TASK INPUTS:
--

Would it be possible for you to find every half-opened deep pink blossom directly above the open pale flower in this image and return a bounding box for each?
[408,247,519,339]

--

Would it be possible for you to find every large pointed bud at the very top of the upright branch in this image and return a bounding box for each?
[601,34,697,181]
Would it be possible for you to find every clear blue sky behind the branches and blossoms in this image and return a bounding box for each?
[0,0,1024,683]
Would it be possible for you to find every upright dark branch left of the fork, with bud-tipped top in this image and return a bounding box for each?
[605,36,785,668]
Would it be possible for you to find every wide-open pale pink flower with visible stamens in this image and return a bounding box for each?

--

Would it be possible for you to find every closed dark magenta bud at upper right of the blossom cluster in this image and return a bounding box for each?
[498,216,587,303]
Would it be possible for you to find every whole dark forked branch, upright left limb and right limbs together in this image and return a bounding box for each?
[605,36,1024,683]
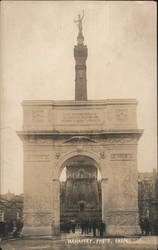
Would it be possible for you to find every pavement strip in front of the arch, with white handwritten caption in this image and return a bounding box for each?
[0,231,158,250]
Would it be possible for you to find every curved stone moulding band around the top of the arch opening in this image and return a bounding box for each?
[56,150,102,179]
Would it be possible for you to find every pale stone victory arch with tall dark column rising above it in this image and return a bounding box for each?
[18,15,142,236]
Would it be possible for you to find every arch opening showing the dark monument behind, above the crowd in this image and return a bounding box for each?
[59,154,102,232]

--

EXERCISE REQUIREMENTS: Within the listing above, extract exactly the lines from the line with "Would it be possible for you to find every upright" to the line with "Would it be possible for you to find every wide-open", the two named lines included, and no others.

RESPONSE TO THE EXERCISE:
Would it be possible for you to find every upright dark branch left of the fork, with bud-tipped top in this image and return a bounding box for each?
[605,36,785,668]
Would it be possible for you to find every wide-open pale pink flower with visible stamens in this image and return a bounding box for each?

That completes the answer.